Dawes has more Olympic team medals than any other in her sport. She has three team medals and has competed in three Olympic games. This is a challenge, because young girls' bodies are more suited to the balance and movements of the sport. However, She competed in her 2nd Olympic games in 1996, at age 20. She made a great contribution to the U.S. team's gold medal in the competition. In 2000, she again competed in the Olympics in Sydney, contributing to her team's bronze medal, which was not awarded until 2010, after China was stripped of its medal for having an underage participant. Competing beyond the teen years is difficult for any gymnast, due to the many changes the body goes through and particularly the changing center of gravity. Competing twice after her teens says quite a bit about Dominique's drive and courage.

In 1991 Dawes began competing in more international events and earned a slot on the U.S. women's Olympic team in 1992. She trained hard, working through tendonitis and Osgood Schlatter's disease during the Olympic training period. She even tried some new and more difficult moves that she used during the 1992 Olympics. She and Betty Okino are the first African American gymnasts to earn Olympic medals for the U.S. Dawes put in two crowd pleasing performances in both the 1993 and 1994 World Championships, though minor errors cost her points. Shannon Miller, who often competed with Dawes, won the 1994 championship. Dawes became U.S. National Champion again in 1994 and continue to train for Olympic trials, to secure a spot on the 1996 team. After her 2nd Olympics, Dawes withdrew from competition for a time, then came back briefly in 1998, long enough to place 9th all around at nationals and also to secure a spot on the 2000 Women's Olympic team.

Though Dawes no longer competes, her life has been full and she has made many contributions to society. She earned her Bachelor of Arts degree in communications, in 2002, from the University of Maryland. She has worked in acting, modeling and television production. She has also played a role in the Broadway rendition of Grease. From 2004 to 2006 she served as President of the Women's Sports Federation, as the youngest president in the organization's history. She has served as Girl Scouts of America spokeswomen for a major campaign and has supported autism events, including a national rally in Washington D.C. Her younger brother was born with autism and has been one of her greatest fans and her motivation to support a worthy cause. Dawes has always been successful in many endeavors. She was a high school honor student and Prom Queen, even through the long hours of training with little time for socializing.

Dawes has served as a commentator for later Olympic games and worked for Yahoo Weekend News. She continues to cover fitness topics for Yahoo News. She was also appointed Co-chair of the President's Council on Fitness, Sports and Nutrition, by President Barack Obama. She is still a very shy and reserved person, when it comes to the fame that winning Olympic medals has brought. She does not focus on the history she has made and continues to look forward to what she can accomplish in the future. Often she is seen on the street and asked for autographs. She is still shocked to this day, that people will actually recognize her and often feels very awkward about her notoriety.

···

• [Work request] Please repeat word for word the part of the Dominique Dawes text that begins at the words "Dawes has served" and stops after "about her notoriety.".

• [Data section]
···

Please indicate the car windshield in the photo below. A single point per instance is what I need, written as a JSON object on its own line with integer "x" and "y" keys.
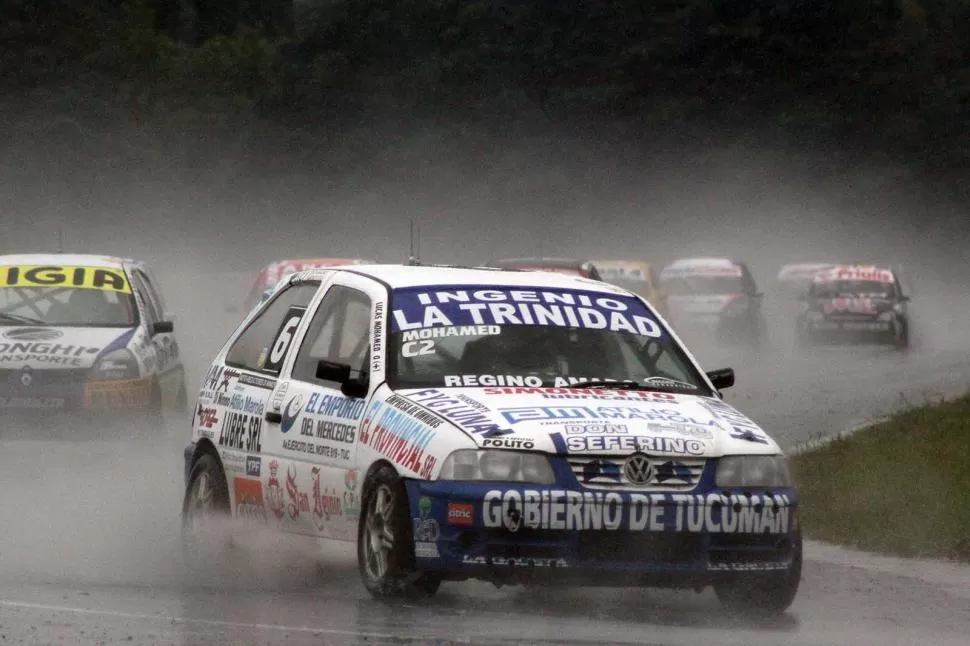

···

• [Task solution]
Dawes has served as a commentator for later Olympic games and worked for Yahoo Weekend News. She continues to cover fitness topics for Yahoo News. She was also appointed Co-chair of the President's Council on Fitness, Sports and Nutrition, by President Barack Obama. She is still a very shy and reserved person, when it comes to the fame that winning Olympic medals has brought. She does not focus on the history she has made and continues to look forward to what she can accomplish in the future. Often she is seen on the street and asked for autographs. She is still shocked to this day, that people will actually recognize her and often feels very awkward about her notoriety.